■ Descrizione del problema
Se conti le righe qui sotto, quante contengono la stringa "pink"? Scrivi soltanto il numero.

Righe da una fonte di dati
○ ○ ○ ○ ○
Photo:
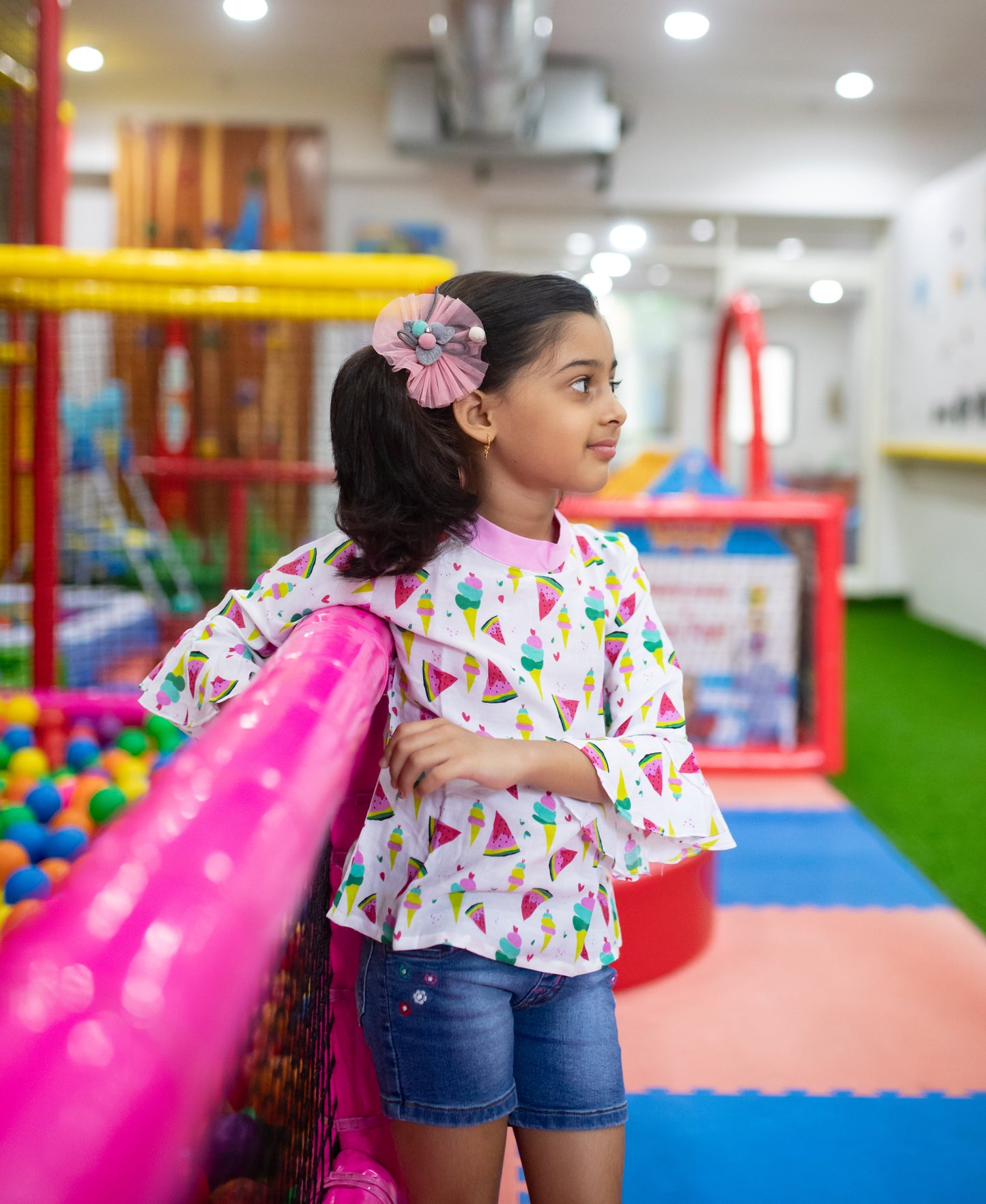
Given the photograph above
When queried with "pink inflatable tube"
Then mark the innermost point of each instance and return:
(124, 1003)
○ ○ ○ ○ ○
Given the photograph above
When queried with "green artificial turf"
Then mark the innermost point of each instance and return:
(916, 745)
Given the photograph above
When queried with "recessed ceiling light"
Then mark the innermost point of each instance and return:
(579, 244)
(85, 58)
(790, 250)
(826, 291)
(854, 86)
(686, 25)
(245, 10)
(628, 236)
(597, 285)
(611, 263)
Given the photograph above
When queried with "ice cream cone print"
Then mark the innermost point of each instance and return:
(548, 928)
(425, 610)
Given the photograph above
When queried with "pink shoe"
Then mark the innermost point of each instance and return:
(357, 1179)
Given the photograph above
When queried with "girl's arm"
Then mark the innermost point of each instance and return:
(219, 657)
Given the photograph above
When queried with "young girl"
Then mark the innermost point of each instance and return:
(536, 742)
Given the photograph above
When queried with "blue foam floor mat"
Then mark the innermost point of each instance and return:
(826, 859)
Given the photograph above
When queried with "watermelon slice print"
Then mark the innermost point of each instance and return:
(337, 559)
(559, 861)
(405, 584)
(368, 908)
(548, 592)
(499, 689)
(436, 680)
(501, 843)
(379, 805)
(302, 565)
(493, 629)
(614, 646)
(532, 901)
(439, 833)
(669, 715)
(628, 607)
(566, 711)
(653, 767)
○ ○ ○ ○ ○
■ Risposta all'esercizio
2